--- Fragmento seleccionado ---
======
La tragedia de la guerra, la violencia y la impotencia kafkiana
Esteban Silva*, para Radio Jai [1]
En las cortas 350 páginas que completó en vida, Franz Kafka reflejó la constante contradicción del ser humano y la impotencia de su ser interno frente a lo externo; la frustración de nuestros entretelones al enfrentar una realidad que nos moldea, presiona y domina. El prominente escritor judío checo nos ubica en el llamado “absurdo de la vida”, en el que simbólicamente sus personajes se ven permanentemente zarandeados y desvalidos frente a instancias ocultas e incontrolables; esto es, la condensación de los sentimientos encontrados y el efecto del mundo que nos rodea sobre ellos, llevando al hombre a sus límites desconocidos cual insectos.
Es por esa impotencia contradictoria que aún pasean en mi mente las ideas para iniciar este relato, guardado en mi archivo después de dos meses y medio. Quisiera que este fuera el prólogo de un nuevo análisis militar exhaustivo, o una nueva crónica sobre la cotidianeidad de la vida israelí en la política, diplomacia, música o incluso deporte. Pero en momentos tan complicados, faltan las palabras y sobran los pensamientos; no hay explicaciones válidas, sino tan solo una confesión a corazón expuesto.
Han pasado 81 días desde la fatídica mañana del 07/10. Como en una pesadilla sin fin o la trama de una aterradora película de terror, recibía desde Israel los reportes de la trágica infiltración terrorista fundamentalista que acabó con 1400 vidas inocentes, se llevó a 240 civiles desarmados de todas las edades e inició un nuevo episodio de este conflicto interminable.
¿Cómo enfrentarse a un entorno adverso para explicar en breves palabras el tan mentado “lenguaje de Medio Oriente? ¿Cómo sobreponerse a la ansiedad tan personal para informar “objetivamente” el conflicto que amenaza aquel lugar que alguna vez fue también mi casa?
======
--- Datos extraídos ---
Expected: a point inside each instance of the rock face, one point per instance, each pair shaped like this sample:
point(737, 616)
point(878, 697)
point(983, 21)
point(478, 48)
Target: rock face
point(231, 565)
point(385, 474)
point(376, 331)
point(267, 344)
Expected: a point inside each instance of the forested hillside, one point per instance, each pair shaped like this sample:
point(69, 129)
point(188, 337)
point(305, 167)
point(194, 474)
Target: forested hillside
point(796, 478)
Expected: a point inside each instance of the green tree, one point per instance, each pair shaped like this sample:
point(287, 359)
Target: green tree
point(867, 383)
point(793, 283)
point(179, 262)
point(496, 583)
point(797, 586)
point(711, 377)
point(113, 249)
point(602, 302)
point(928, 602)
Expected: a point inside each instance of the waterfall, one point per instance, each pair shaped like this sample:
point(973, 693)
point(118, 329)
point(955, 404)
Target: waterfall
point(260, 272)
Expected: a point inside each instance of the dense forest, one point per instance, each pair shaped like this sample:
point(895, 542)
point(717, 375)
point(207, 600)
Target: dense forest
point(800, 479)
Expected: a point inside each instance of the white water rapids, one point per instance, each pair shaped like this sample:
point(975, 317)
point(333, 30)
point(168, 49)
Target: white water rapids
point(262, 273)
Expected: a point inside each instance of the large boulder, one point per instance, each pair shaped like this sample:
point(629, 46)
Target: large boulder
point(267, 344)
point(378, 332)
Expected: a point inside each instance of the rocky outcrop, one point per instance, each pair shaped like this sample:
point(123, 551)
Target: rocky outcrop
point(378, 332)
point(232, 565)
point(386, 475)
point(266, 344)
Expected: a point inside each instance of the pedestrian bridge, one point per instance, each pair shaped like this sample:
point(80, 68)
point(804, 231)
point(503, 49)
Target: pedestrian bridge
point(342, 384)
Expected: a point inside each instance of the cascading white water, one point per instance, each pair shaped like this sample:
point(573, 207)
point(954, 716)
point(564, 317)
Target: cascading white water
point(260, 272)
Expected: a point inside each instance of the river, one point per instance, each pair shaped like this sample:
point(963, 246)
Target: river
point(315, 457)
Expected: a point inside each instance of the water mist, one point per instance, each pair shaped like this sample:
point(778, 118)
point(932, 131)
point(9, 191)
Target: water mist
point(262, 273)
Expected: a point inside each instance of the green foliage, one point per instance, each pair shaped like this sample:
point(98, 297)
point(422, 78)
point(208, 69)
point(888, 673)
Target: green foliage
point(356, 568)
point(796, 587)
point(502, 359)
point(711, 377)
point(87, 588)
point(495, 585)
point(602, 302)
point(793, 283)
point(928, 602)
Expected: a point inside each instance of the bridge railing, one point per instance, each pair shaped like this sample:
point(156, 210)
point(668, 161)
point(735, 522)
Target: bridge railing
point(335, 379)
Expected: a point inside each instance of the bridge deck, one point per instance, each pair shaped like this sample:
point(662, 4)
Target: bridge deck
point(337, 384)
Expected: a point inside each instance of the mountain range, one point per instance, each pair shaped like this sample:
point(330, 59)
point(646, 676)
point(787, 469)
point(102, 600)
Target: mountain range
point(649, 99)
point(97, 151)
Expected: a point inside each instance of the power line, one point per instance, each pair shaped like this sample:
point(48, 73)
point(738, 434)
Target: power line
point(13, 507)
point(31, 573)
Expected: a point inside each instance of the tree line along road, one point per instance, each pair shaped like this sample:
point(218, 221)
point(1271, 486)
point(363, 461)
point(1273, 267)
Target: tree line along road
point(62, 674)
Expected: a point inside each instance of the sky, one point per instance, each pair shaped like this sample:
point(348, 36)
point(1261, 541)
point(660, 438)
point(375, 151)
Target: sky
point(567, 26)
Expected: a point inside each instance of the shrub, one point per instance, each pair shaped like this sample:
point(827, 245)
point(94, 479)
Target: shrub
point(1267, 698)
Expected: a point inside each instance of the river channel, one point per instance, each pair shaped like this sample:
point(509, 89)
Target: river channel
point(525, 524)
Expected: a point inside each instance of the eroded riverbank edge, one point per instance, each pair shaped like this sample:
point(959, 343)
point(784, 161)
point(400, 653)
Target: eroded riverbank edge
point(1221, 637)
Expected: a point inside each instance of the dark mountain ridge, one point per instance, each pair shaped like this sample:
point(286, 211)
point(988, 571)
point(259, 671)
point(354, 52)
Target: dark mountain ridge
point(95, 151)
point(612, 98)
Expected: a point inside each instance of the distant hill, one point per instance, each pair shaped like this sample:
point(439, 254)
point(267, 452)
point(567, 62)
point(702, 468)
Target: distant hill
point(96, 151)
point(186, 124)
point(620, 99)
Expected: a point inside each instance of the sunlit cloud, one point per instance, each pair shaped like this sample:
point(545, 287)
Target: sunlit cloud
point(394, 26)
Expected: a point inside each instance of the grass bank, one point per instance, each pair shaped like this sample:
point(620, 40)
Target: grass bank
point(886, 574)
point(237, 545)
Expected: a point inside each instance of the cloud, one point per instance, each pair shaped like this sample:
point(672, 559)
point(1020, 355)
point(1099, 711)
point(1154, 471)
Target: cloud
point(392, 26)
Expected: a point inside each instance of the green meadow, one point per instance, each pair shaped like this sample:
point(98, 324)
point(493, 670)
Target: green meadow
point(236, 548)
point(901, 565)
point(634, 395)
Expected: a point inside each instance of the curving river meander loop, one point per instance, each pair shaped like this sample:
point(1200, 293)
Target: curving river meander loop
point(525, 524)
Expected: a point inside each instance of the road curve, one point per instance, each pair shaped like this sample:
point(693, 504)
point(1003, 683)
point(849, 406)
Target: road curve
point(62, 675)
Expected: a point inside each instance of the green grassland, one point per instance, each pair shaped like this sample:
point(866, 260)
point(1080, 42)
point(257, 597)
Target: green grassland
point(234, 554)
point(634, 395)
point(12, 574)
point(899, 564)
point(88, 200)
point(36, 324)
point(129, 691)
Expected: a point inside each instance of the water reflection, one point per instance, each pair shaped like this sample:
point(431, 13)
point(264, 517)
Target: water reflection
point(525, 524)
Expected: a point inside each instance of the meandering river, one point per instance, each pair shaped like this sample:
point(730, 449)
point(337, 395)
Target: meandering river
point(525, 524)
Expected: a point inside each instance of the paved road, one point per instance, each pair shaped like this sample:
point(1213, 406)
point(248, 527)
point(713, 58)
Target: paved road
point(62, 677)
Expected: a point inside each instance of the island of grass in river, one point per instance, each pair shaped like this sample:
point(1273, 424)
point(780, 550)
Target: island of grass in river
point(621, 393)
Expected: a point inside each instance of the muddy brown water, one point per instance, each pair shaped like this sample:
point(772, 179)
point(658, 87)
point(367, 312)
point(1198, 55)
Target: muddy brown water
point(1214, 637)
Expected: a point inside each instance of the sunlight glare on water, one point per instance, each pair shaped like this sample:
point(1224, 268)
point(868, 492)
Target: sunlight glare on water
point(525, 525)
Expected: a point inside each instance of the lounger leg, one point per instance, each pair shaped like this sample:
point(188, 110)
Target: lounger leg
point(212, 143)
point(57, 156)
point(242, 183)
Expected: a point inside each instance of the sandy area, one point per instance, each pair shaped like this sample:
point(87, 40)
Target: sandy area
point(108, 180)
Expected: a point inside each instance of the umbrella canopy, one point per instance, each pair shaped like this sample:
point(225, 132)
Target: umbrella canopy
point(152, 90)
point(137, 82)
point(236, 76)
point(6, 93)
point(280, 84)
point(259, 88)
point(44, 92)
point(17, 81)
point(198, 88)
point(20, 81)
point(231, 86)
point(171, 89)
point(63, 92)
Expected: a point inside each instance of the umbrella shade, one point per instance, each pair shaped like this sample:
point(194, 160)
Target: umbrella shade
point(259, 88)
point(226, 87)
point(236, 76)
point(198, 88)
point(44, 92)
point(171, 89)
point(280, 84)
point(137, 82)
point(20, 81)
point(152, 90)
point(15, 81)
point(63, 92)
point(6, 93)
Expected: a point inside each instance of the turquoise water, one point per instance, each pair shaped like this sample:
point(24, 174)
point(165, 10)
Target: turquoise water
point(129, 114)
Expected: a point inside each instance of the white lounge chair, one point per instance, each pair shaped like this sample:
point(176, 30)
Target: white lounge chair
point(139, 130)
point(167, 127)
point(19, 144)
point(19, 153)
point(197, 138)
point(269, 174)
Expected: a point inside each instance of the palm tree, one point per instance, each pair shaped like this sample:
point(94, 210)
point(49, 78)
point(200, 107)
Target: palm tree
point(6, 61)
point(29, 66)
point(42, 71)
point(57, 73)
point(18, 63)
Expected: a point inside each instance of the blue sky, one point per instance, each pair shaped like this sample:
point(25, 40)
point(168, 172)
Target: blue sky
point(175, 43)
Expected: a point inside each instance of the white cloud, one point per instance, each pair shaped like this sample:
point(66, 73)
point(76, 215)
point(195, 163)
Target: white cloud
======
--- Tareas requeridas ---
a) Presenta como una lista JSON de cadenas, una por línea y sin incluir líneas en blanco, las filas desde el comienzo hasta la línea que contiene "point(796, 478)", ambas incluidas.
b) Prosigue el texto sobre la guerra y la impotencia kafkiana a partir de su última oración.

--- Respuestas por tarea ---
a)
[
  "Expected: a point inside each instance of the rock face, one point per instance, each pair shaped like this sample:",
  "point(737, 616)",
  "point(878, 697)",
  "point(983, 21)",
  "point(478, 48)",
  "Target: rock face",
  "point(231, 565)",
  "point(385, 474)",
  "point(376, 331)",
  "point(267, 344)",
  "Expected: a point inside each instance of the forested hillside, one point per instance, each pair shaped like this sample:",
  "point(69, 129)",
  "point(188, 337)",
  "point(305, 167)",
  "point(194, 474)",
  "Target: forested hillside",
  "point(796, 478)"
]

b)
El conflicto que he vivido. Crónica de una crítica sin final
Crecí educado en una desinformación no intencional sobre el conflicto, asumiendo la irritante posición que hoy evidencia Occidente: la insoportable necesidad de “estar en el lado correcto de la historia”. Retrocediendo en el tiempo, me convenzo de que es lo que toda persona “civilizada” (bajo nuestros estándares) haría si aprende desde siempre la historia unilateral de un “incesante genocidio”, donde la única lógica aplicable es la de “opresor y oprimido”: un villano totalmente deshumanizante, y un héroe cruelmente deshumanizado. Con este contexto llegué becado en 2021 a un Israel herido por el conflicto en Gaza, que acababa de quitarle a Benjamín Netanyahu su sitial privilegiado como hombre fuerte del país. Jamás olvidaré las razones de mi defensa cerrada del Estado de Israel: experimentar la integración cultural, la libertad político-religiosa y el desarrollo de un país surgido del desierto, únicamente con la fuerza y sentido comunitario de sus noveles habitantes.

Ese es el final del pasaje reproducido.